* Given text *
It’s fair to say that Google’s original creepy line is now a distant memory, replaced by something much more global, much more personal and in some cases far more scary.

How far are we willing to go with our systems and data now before that line is deemed crossed? Are there sufficient laws to guide these decisions and protect the people using these systems?

More than privacy and law

The law in this space is still immature. While privacy law globally is maturing, it is not universal nor does it account for the new technologies that are emerging.

The General Data Protection Regulation (GDPR) framework launches in Europe in 234 days and is a big step towards the maturity needed to manage data sets of this type with privacy in mind. The privacy world is watching carefully to see how industries react to the new protections, reporting guidelines and fines that will come into force.

Until this framework is in open use however we will not know how effective it is (and what measures companies will take to minimise or avoid its impact).

As the privacy world watches and matures, in the security world, we are watching with a mix of curiosity and fascination.

In our field we don’t have such frameworks or measures. There are few statutes and frameworks for security that truly understand the complexity and value of the agregated and enriched customer data sets of the future.

Protecting the future of data

So what do we need to start considering from a cyber security perspective if we are to meet our data security and privacy obligations without getting in the way of this wave of innovation.

Firstly, the answer is not to say “no” to innovation

The cyber security industries risk avoidance approaches of the past 20 years will not work in this space. When choosing between security and innovation, most organisations will come out in favour of innovation, choosing to accept the risk instead.

This isn’t naivety, it’s survival.

So if we can’t say no then we will have to find ways to support and enable innovators. This will be no easy feat for an industry of professionals that are terrified that the next data breach will cost them their job.

So what are the challenges we will need to address to secure the data sets and innovative systems of the future (and their users)?

Four security challenges when protecting future data innovation

1) Threat assessment of artificial intelligence

Can we understand the logic and pathways of artificially intelligent systems well enough to predict their behaviours and identify and potential risks or sign of malicious activity?

* Data to examine *
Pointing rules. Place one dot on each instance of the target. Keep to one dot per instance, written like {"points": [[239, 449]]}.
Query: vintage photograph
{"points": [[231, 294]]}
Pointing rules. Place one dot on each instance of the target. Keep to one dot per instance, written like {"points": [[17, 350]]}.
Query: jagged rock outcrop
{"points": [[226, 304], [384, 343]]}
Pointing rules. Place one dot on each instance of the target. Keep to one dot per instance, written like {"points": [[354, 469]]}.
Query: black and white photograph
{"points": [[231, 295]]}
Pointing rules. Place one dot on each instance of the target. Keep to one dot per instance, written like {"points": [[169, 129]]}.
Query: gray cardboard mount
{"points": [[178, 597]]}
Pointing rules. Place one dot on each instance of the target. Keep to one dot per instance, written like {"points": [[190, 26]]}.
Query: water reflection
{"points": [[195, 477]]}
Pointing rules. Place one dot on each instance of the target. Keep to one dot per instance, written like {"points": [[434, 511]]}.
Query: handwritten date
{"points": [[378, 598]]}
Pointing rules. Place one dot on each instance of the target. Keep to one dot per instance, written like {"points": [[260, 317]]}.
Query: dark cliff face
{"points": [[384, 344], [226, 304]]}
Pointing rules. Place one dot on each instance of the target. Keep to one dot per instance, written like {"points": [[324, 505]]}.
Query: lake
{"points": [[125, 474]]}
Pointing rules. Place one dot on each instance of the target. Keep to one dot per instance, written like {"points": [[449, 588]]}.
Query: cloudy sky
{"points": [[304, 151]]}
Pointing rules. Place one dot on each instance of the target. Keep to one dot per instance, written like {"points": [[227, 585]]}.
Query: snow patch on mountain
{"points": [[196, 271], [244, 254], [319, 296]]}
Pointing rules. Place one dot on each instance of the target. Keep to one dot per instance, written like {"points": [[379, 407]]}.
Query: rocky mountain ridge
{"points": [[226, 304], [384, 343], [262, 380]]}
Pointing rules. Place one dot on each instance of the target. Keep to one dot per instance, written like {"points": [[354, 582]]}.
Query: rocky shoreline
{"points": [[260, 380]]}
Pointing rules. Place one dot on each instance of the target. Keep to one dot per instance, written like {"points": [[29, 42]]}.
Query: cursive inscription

* Apply what you read *
a) According to the text on securing future data innovation, which do most organizations choose when forced to pick between security and innovation?
b) Continue the text on securing future data innovation from the point where it stops.

* Outputs for the tasks *
a) Most organizations favor innovation and accept the risk instead.

b)
MIT have set up an entire research department around morals and ethics in this space. It should not be long before we see security research in the same field.

2) Data anonymization and protecting the individual

Data anonymization is a hard problem. Can we protect our individuals sufficiently when aggregating data for new innovative systems? Can we measure if we are successful? What are the risks to individuals if we fail in this?

The risk from this is so serious that UK data protection law has specifically outlined rules against it.

3) Data ownership, transfer and acquisition

Can we consider personally identifiable information salable? How to protect individuals when selling and transferring data between companies? How much is too much data for one company to hold?

4) Data corruption, tampering and poisoning of artificially intelligent systems

If our AI is as effective and safe as the data that feeds the algorithms, supply chain security needs to expand to also include data supply chain. Can we protect our systems from data poisoning? Could a malicious individual or group inject data to bias, limit or make our systems unsafe?

If this sounds far fetched, let’s not forget Microsoft’s failed experiment with AI chat bots.

Solutions needed today for tomorrows creepy line

Technical innovators globally have a big challenge ahead of them when protecting their users and their data.

It’s only be recognising these challenges and addressing them early and openly will we as an industry be able to meet our obligations and keep people safe online.

While this shouldn’t come at the cost of innovation, we should be mindful that until we have solved some of the challenges in this space, we need to be careful to distinguish between what we can build and what we should.